> _WHAT TO WORK ON_
Update the lines starting at the one containing "If it's not too much trouble, please detect the green" and ending at the last line, replacing "JSON array" with "JSON list" and leaving everything else unchanged. Return only those lines.

►

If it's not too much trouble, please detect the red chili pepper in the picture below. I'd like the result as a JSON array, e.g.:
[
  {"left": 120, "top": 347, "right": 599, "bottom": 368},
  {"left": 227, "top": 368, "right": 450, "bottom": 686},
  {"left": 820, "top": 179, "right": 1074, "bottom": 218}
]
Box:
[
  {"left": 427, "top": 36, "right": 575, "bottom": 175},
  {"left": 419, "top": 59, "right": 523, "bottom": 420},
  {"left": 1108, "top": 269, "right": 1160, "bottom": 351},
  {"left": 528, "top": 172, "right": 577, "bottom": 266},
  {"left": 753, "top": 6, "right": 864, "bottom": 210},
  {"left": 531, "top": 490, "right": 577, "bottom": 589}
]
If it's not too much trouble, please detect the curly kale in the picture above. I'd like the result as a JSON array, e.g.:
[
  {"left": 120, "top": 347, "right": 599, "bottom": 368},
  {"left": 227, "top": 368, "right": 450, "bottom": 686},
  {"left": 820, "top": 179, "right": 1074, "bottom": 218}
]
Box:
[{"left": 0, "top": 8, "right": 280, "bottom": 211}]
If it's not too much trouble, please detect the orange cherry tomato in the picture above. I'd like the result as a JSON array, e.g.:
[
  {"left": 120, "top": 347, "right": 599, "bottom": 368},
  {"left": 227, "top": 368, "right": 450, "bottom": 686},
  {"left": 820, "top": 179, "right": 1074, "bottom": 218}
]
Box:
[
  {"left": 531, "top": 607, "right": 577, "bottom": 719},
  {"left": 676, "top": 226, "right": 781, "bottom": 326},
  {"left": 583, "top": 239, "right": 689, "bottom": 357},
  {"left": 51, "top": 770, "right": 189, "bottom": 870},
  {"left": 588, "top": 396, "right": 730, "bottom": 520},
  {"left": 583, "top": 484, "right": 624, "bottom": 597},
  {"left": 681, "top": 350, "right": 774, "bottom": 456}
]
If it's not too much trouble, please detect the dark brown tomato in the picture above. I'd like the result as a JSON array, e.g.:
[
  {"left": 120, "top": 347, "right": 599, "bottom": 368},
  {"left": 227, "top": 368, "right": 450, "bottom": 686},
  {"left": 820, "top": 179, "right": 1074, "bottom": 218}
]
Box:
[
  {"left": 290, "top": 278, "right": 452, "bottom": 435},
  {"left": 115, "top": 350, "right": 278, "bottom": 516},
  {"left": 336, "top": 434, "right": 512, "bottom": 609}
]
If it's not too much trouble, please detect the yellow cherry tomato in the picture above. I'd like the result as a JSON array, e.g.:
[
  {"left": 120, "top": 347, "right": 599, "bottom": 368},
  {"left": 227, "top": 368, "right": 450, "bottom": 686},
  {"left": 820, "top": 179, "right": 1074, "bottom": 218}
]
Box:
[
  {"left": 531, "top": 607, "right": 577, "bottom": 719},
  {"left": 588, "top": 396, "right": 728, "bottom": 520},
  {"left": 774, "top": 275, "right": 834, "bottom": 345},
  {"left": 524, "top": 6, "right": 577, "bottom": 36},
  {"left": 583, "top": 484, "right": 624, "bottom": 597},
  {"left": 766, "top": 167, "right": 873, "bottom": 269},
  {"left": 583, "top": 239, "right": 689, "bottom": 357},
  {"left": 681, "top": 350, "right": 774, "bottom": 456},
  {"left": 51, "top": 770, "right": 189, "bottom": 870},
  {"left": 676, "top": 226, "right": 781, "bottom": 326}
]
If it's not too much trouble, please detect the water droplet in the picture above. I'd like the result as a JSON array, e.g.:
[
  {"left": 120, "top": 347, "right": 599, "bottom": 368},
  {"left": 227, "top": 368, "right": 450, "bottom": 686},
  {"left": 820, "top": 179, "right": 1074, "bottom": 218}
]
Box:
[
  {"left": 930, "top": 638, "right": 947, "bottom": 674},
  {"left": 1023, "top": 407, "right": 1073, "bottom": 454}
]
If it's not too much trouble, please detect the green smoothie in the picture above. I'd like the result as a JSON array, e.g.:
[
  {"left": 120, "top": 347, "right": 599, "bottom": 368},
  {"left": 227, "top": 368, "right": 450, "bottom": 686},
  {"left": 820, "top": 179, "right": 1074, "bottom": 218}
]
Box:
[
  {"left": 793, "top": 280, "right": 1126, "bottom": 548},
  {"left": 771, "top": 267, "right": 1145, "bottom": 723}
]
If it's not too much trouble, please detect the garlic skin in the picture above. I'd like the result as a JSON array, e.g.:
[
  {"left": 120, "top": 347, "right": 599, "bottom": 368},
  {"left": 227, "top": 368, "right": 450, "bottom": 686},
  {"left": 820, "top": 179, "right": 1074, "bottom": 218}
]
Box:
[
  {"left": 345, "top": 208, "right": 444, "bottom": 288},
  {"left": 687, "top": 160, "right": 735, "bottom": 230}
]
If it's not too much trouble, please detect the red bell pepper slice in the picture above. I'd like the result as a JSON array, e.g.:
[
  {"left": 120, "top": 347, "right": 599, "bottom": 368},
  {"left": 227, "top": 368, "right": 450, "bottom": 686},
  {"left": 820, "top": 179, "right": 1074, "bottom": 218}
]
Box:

◄

> _THE ANSWER_
If it's not too much trouble, please detect the green smoothie in the picture above. I'd like the result as a JSON list, e.g.:
[
  {"left": 120, "top": 347, "right": 599, "bottom": 368},
  {"left": 227, "top": 368, "right": 450, "bottom": 686},
  {"left": 820, "top": 179, "right": 1074, "bottom": 218}
]
Box:
[
  {"left": 793, "top": 280, "right": 1126, "bottom": 548},
  {"left": 771, "top": 267, "right": 1145, "bottom": 723}
]
If it's not too much trouble, please detect the garlic skin in the picture above. I'd like the result as a JSON list, e.g.:
[
  {"left": 120, "top": 347, "right": 599, "bottom": 368},
  {"left": 227, "top": 368, "right": 450, "bottom": 686},
  {"left": 820, "top": 179, "right": 1074, "bottom": 218}
]
Box:
[
  {"left": 345, "top": 208, "right": 444, "bottom": 288},
  {"left": 687, "top": 160, "right": 735, "bottom": 230}
]
If it's not too much trouble, please detect the red bell pepper slice in the picture above. I'd like the result as a JSON list, e.g.:
[
  {"left": 120, "top": 347, "right": 599, "bottom": 368},
  {"left": 227, "top": 368, "right": 450, "bottom": 686},
  {"left": 820, "top": 179, "right": 1074, "bottom": 218}
]
Box:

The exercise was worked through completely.